*Directions for this task*
Of all the lines in the entries, how many carry the word "Where"? The reply is that number and no more.

::: The records

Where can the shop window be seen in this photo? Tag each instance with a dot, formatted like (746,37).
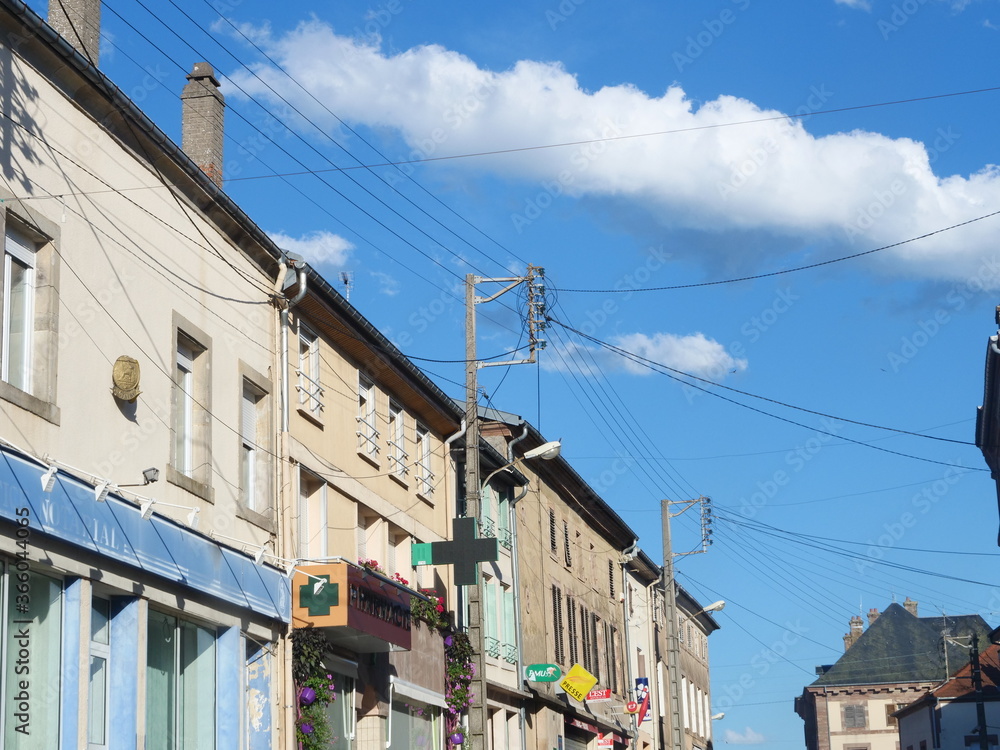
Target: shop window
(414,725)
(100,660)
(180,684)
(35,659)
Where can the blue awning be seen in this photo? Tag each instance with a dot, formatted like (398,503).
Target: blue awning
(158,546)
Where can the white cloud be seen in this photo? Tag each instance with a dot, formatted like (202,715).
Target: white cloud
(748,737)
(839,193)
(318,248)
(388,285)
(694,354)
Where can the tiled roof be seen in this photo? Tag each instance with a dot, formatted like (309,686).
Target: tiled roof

::::::
::: The records

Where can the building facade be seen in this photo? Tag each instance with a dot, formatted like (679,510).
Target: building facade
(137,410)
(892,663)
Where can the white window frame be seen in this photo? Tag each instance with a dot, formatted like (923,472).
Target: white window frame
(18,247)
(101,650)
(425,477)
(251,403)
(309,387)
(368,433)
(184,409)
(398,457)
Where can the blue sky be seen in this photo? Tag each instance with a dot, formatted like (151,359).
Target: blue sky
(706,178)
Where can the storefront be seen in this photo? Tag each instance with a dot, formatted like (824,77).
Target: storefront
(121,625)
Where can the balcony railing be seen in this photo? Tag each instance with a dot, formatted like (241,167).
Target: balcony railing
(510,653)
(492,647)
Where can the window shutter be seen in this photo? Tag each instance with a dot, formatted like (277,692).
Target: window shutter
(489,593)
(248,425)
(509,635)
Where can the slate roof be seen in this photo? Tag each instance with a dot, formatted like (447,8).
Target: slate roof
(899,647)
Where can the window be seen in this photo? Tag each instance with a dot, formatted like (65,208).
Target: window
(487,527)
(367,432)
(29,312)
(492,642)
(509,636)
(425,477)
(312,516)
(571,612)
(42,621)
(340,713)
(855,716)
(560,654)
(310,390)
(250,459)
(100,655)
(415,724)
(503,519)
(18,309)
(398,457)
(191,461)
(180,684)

::::::

*Expected output*
12